BLOK TEKS:
....................

Pengalaman-pengalaman
berinteraksi dengan umat agama lain membuat saya percaya bahwa tempat
ibadah adalah rumah Tuhan dalam arti sebenarnya, yaitu Tuhan seluruh
manusia, makhluk, dan seisi alam semesta. Karena itu saya bermimpi bahwa
masjid pun bisa menjadi rumah Tuhan untuk siapa saja. Kalau gerejanya Paus
di Roma bisa dikunjungi turis kapan saja, dari agama campursari yang mana
saja, mengapa masjid-masjid tidak bisa?
Presiden Obama
dan istrinya ketika sedang di Jakarta pernah mengunjungi Masjid Istiqlal.

....................

INFORMASI YANG DIBERIKAN:
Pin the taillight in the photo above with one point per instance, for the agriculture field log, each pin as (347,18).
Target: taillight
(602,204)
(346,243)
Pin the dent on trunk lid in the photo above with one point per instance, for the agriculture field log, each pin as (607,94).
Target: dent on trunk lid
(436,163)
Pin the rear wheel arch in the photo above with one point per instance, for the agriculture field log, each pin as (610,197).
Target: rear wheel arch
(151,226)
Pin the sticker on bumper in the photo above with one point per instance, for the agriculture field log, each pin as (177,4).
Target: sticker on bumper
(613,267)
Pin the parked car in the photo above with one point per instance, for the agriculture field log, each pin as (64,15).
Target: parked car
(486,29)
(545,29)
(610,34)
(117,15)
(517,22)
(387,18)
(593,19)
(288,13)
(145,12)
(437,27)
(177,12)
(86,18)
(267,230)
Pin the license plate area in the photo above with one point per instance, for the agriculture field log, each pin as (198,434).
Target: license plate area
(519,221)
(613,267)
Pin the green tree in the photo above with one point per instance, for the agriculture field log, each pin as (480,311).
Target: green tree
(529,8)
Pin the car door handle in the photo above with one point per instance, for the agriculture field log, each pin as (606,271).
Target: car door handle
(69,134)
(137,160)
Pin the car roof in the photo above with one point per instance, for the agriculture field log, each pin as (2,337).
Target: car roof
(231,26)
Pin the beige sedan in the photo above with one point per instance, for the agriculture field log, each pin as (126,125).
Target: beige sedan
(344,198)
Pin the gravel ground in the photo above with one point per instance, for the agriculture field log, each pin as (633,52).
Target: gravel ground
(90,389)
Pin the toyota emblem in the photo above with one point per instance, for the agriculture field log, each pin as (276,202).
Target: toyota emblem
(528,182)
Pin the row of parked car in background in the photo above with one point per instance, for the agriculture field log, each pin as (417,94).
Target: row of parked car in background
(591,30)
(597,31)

....................

TUGAS YANG DIMINTA: Lanjutkan teks tentang masjid sebagai rumah Tuhan dari bagian tempat teks itu berhenti. Catatan di atas tidak berkaitan dengan teks tentang masjid sebagai rumah Tuhan.

HASIL LATIHAN:
Bisakah masjid-masjid lain seperti itu? Sayang sekali saya punya kesan
bahwa masjid-masjid di Indonesia belum seterbuka itu. Di kampus-kampus,
beberapa musala dikuasai perkumpulan-perkumpulan mahasiswa muslim tertentu.
Hanya teman-teman sendiri yang selalu ngumpul-ngumpul di situ.
Mahasiswa lain
enggan untuk masuk karena pernah seorang mahasiswa hendak salat, tetapi
disuruh keluar oleh mahasiswa penguasa musala lantaran ruang musala itu
akan digunakan untuk rapat mereka. Di masjid lain, kalau ada orang asing, yang
tidak tahu-menahu asalnya dari mana, kemudian salat di situ, sesudah orang
itu pergi, bekas tempat salatnya dibersihkan supaya steril dari dosa-dosa, katanya.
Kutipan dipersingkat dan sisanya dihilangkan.